*** Records shown ***

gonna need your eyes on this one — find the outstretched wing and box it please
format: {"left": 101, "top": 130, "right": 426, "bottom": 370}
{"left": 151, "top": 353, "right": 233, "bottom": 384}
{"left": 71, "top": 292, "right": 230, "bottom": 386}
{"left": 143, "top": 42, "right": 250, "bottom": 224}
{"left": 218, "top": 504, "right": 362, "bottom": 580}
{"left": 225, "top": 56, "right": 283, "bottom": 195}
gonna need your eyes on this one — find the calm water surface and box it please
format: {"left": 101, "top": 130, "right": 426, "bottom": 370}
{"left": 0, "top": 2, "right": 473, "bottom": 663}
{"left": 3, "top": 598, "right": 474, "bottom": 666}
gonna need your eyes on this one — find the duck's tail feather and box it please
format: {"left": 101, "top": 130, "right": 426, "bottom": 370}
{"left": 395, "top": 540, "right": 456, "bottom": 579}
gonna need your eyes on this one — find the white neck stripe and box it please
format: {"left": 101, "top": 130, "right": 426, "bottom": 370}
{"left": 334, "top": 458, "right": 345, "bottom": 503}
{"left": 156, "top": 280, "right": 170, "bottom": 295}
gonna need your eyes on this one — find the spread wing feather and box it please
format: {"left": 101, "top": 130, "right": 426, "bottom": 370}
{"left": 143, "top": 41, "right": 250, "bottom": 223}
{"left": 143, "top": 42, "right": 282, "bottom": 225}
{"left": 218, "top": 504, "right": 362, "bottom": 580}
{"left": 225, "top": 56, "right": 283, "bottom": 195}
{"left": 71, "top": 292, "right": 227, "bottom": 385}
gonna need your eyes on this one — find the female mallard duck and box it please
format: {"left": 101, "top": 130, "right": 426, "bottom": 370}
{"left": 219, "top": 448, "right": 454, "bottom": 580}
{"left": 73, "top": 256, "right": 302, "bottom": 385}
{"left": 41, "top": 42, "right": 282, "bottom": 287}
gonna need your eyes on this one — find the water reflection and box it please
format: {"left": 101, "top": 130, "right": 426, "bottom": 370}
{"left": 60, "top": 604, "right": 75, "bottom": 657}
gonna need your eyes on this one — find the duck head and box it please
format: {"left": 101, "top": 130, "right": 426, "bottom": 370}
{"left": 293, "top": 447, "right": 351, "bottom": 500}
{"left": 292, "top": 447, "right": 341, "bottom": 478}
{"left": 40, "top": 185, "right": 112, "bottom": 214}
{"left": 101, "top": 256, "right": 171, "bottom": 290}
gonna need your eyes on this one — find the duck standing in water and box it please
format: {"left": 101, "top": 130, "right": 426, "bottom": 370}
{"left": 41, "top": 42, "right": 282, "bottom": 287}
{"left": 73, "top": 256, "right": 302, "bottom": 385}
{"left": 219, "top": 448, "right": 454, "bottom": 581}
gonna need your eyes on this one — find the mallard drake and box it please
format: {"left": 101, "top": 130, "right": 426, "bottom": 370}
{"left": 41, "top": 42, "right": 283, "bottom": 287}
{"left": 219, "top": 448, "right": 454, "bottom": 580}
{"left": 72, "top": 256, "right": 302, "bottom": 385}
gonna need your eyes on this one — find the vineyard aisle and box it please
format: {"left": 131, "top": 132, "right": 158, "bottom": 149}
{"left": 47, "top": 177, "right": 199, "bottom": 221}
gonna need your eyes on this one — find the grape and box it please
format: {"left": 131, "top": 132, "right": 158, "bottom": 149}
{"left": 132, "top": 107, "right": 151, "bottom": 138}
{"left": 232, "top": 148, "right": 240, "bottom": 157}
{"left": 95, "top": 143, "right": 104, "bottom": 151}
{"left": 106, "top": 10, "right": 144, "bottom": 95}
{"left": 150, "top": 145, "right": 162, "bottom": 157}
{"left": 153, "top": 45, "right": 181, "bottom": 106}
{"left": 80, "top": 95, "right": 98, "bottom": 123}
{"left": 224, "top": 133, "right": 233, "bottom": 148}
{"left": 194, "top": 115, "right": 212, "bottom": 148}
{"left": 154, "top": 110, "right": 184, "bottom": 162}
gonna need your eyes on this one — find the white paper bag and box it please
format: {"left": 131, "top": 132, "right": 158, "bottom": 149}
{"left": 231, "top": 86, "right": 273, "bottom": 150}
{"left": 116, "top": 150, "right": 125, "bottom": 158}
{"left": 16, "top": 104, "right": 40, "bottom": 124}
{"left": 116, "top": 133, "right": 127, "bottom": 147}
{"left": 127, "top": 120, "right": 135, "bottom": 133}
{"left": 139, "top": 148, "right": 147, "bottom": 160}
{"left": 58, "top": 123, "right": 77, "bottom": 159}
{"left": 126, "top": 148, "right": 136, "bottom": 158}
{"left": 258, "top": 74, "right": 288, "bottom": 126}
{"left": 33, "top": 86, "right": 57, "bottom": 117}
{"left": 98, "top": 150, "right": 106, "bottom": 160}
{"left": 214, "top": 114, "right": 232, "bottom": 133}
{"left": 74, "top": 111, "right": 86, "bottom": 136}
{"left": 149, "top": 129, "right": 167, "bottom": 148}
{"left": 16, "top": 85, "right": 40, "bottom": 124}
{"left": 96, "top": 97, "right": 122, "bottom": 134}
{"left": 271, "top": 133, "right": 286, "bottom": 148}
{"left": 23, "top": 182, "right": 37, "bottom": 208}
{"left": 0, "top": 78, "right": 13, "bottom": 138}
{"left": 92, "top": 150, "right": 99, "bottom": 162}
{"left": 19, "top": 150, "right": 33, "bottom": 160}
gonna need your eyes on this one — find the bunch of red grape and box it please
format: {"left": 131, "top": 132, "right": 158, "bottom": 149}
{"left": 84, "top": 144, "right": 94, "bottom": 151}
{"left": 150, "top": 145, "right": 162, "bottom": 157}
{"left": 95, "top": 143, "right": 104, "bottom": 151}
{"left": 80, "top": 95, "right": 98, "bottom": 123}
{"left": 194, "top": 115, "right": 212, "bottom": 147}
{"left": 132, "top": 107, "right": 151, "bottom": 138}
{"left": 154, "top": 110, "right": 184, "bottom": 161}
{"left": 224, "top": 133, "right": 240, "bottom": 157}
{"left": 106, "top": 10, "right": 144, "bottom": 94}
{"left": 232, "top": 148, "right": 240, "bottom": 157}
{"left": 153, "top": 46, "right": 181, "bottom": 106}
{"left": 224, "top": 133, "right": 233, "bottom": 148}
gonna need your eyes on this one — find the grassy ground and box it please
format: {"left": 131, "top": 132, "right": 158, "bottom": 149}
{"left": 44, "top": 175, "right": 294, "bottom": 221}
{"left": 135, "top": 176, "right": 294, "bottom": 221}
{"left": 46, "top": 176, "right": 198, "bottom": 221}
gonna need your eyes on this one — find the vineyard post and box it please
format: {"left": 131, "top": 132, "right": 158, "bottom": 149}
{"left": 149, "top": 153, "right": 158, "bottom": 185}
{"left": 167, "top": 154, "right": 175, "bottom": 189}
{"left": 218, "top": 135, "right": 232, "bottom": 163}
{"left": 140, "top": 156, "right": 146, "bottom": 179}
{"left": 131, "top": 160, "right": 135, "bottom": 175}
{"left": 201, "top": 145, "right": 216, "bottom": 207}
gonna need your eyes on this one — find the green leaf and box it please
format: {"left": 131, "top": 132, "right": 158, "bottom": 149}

*** End of Records shown ***

**How to complete this task**
Word for word, repeat every line of the data.

**The answer**
gonna need your eyes on this one — find the outstretched wing and box it please
format: {"left": 101, "top": 130, "right": 426, "bottom": 370}
{"left": 151, "top": 353, "right": 233, "bottom": 384}
{"left": 71, "top": 292, "right": 230, "bottom": 386}
{"left": 143, "top": 42, "right": 250, "bottom": 224}
{"left": 218, "top": 504, "right": 362, "bottom": 580}
{"left": 225, "top": 56, "right": 283, "bottom": 195}
gonna need your eyes on this one — find the calm water surface and box it please
format: {"left": 101, "top": 130, "right": 426, "bottom": 370}
{"left": 0, "top": 2, "right": 473, "bottom": 663}
{"left": 3, "top": 598, "right": 474, "bottom": 666}
gonna need your eyes on this one — find the duck's tail feather and box it please
format: {"left": 101, "top": 130, "right": 426, "bottom": 370}
{"left": 395, "top": 540, "right": 456, "bottom": 579}
gonna need your eyes on this one — find the white neck stripe and box it please
format: {"left": 101, "top": 130, "right": 426, "bottom": 370}
{"left": 334, "top": 458, "right": 345, "bottom": 503}
{"left": 156, "top": 280, "right": 170, "bottom": 295}
gonna need your eyes on this one — find the spread wing feather and box it please
format: {"left": 101, "top": 130, "right": 426, "bottom": 370}
{"left": 143, "top": 41, "right": 250, "bottom": 223}
{"left": 143, "top": 42, "right": 282, "bottom": 225}
{"left": 218, "top": 504, "right": 362, "bottom": 580}
{"left": 225, "top": 56, "right": 283, "bottom": 195}
{"left": 71, "top": 292, "right": 227, "bottom": 385}
gonna need your eyes on this one — find the female mallard duck and box it please
format: {"left": 101, "top": 130, "right": 426, "bottom": 370}
{"left": 219, "top": 448, "right": 454, "bottom": 580}
{"left": 73, "top": 256, "right": 302, "bottom": 385}
{"left": 41, "top": 42, "right": 282, "bottom": 287}
gonna need your eyes on this one — find the water reflection and box it please
format: {"left": 101, "top": 130, "right": 426, "bottom": 370}
{"left": 60, "top": 604, "right": 75, "bottom": 657}
gonna need your eyes on this one — find the duck head and box it please
format: {"left": 101, "top": 130, "right": 426, "bottom": 370}
{"left": 293, "top": 447, "right": 351, "bottom": 500}
{"left": 292, "top": 447, "right": 341, "bottom": 478}
{"left": 40, "top": 185, "right": 112, "bottom": 214}
{"left": 101, "top": 256, "right": 171, "bottom": 290}
gonna need your eyes on this one — find the duck standing in water and box it please
format: {"left": 101, "top": 130, "right": 426, "bottom": 370}
{"left": 41, "top": 42, "right": 282, "bottom": 287}
{"left": 73, "top": 256, "right": 302, "bottom": 385}
{"left": 219, "top": 448, "right": 454, "bottom": 581}
gonna need your eyes on this one — find the mallard drake and box it please
format: {"left": 101, "top": 130, "right": 426, "bottom": 370}
{"left": 41, "top": 42, "right": 283, "bottom": 287}
{"left": 219, "top": 448, "right": 454, "bottom": 580}
{"left": 72, "top": 256, "right": 302, "bottom": 385}
gonna need your eyes on this one — find the vineyard aisle and box it please
format: {"left": 131, "top": 132, "right": 158, "bottom": 149}
{"left": 47, "top": 177, "right": 199, "bottom": 221}
gonna need your eyes on this one — find the grape and box it please
format: {"left": 131, "top": 132, "right": 158, "bottom": 149}
{"left": 132, "top": 107, "right": 151, "bottom": 138}
{"left": 232, "top": 148, "right": 240, "bottom": 157}
{"left": 95, "top": 143, "right": 104, "bottom": 151}
{"left": 106, "top": 10, "right": 144, "bottom": 95}
{"left": 150, "top": 145, "right": 162, "bottom": 157}
{"left": 153, "top": 45, "right": 181, "bottom": 106}
{"left": 80, "top": 95, "right": 98, "bottom": 123}
{"left": 224, "top": 133, "right": 233, "bottom": 148}
{"left": 194, "top": 115, "right": 212, "bottom": 148}
{"left": 154, "top": 110, "right": 184, "bottom": 162}
gonna need your eyes on this one — find the white paper bag and box it please
format: {"left": 131, "top": 132, "right": 158, "bottom": 149}
{"left": 231, "top": 86, "right": 273, "bottom": 150}
{"left": 116, "top": 150, "right": 125, "bottom": 158}
{"left": 16, "top": 104, "right": 40, "bottom": 124}
{"left": 116, "top": 133, "right": 127, "bottom": 147}
{"left": 127, "top": 120, "right": 135, "bottom": 133}
{"left": 139, "top": 148, "right": 147, "bottom": 160}
{"left": 58, "top": 123, "right": 77, "bottom": 159}
{"left": 126, "top": 148, "right": 136, "bottom": 158}
{"left": 258, "top": 74, "right": 288, "bottom": 126}
{"left": 33, "top": 86, "right": 57, "bottom": 117}
{"left": 98, "top": 150, "right": 106, "bottom": 160}
{"left": 214, "top": 114, "right": 232, "bottom": 133}
{"left": 74, "top": 111, "right": 86, "bottom": 136}
{"left": 149, "top": 129, "right": 167, "bottom": 148}
{"left": 16, "top": 85, "right": 40, "bottom": 124}
{"left": 96, "top": 97, "right": 122, "bottom": 134}
{"left": 271, "top": 133, "right": 286, "bottom": 148}
{"left": 23, "top": 182, "right": 37, "bottom": 208}
{"left": 0, "top": 78, "right": 13, "bottom": 138}
{"left": 92, "top": 150, "right": 99, "bottom": 162}
{"left": 19, "top": 150, "right": 33, "bottom": 160}
gonna need your eyes on this one — find the bunch of red grape and box it please
format: {"left": 131, "top": 132, "right": 158, "bottom": 149}
{"left": 84, "top": 144, "right": 94, "bottom": 151}
{"left": 150, "top": 145, "right": 162, "bottom": 157}
{"left": 95, "top": 143, "right": 104, "bottom": 151}
{"left": 80, "top": 95, "right": 98, "bottom": 123}
{"left": 194, "top": 115, "right": 212, "bottom": 147}
{"left": 132, "top": 107, "right": 151, "bottom": 138}
{"left": 154, "top": 110, "right": 184, "bottom": 161}
{"left": 224, "top": 133, "right": 240, "bottom": 157}
{"left": 106, "top": 10, "right": 144, "bottom": 94}
{"left": 232, "top": 148, "right": 240, "bottom": 157}
{"left": 153, "top": 46, "right": 181, "bottom": 106}
{"left": 224, "top": 133, "right": 233, "bottom": 148}
gonna need your eyes on this one — find the grassy ground and box it please
format: {"left": 131, "top": 132, "right": 158, "bottom": 149}
{"left": 44, "top": 175, "right": 294, "bottom": 221}
{"left": 135, "top": 176, "right": 294, "bottom": 221}
{"left": 46, "top": 176, "right": 198, "bottom": 221}
gonna need your eyes on this one — find the vineyard post and box it please
format: {"left": 131, "top": 132, "right": 158, "bottom": 149}
{"left": 149, "top": 153, "right": 158, "bottom": 185}
{"left": 167, "top": 154, "right": 175, "bottom": 189}
{"left": 218, "top": 135, "right": 232, "bottom": 163}
{"left": 140, "top": 156, "right": 146, "bottom": 179}
{"left": 131, "top": 160, "right": 135, "bottom": 175}
{"left": 201, "top": 145, "right": 216, "bottom": 207}
gonna need your eyes on this one — find the green leaf and box it please
format: {"left": 131, "top": 132, "right": 158, "bottom": 149}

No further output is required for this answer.